GIVEN TASK ::
State how many lines of the listing below contain the string "building", with letter case taken into account. Give only the number.

Entries from a point annotation set ::
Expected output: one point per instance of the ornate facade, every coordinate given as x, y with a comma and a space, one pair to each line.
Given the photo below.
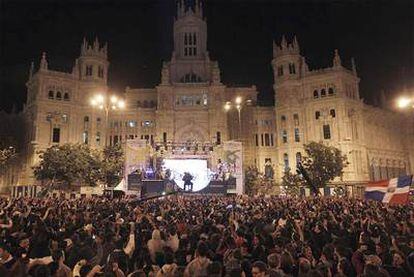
188, 107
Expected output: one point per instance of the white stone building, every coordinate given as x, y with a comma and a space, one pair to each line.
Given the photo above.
188, 106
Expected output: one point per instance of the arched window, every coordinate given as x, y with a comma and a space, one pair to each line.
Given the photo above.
286, 161
284, 136
298, 157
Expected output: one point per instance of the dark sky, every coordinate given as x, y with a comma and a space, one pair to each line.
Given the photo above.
379, 34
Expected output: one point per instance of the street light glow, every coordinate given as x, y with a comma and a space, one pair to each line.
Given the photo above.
238, 100
403, 102
121, 104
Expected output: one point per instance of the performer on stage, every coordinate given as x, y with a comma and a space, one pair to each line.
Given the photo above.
187, 178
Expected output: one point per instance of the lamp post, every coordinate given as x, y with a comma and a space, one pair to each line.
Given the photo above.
103, 103
238, 104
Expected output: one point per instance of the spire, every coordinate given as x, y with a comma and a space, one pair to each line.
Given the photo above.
43, 62
383, 99
31, 70
353, 66
182, 8
337, 59
295, 44
96, 44
283, 44
304, 65
178, 9
197, 7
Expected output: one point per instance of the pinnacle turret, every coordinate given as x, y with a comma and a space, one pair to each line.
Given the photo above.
95, 49
286, 48
337, 59
43, 62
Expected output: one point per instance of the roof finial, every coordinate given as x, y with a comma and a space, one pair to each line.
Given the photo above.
353, 66
43, 62
31, 70
182, 8
337, 59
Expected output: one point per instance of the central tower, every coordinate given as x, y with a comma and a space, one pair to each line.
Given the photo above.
190, 61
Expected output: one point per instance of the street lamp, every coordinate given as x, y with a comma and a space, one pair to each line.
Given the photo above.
405, 102
238, 104
101, 102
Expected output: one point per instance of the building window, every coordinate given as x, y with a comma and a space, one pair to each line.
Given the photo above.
56, 135
326, 131
280, 70
286, 161
100, 72
298, 157
296, 119
297, 137
65, 118
85, 137
98, 138
86, 122
292, 69
284, 136
88, 70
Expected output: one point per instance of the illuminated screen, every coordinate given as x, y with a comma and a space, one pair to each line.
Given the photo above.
197, 168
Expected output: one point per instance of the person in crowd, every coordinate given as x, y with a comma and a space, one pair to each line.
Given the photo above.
205, 235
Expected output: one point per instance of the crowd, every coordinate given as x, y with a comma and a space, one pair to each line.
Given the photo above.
205, 236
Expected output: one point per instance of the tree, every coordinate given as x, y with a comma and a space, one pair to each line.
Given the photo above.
112, 165
323, 163
292, 183
64, 165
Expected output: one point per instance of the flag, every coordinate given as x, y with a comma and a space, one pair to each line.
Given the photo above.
393, 191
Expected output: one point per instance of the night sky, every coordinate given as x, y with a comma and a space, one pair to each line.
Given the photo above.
379, 34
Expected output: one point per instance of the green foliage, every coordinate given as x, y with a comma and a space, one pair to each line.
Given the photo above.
292, 183
251, 179
112, 165
6, 154
256, 183
323, 163
69, 164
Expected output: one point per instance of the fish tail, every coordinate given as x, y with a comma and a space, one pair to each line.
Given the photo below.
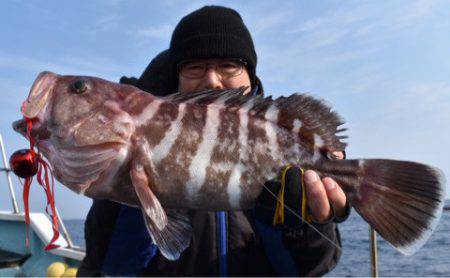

SOLUTION FOR THIS TASK ::
2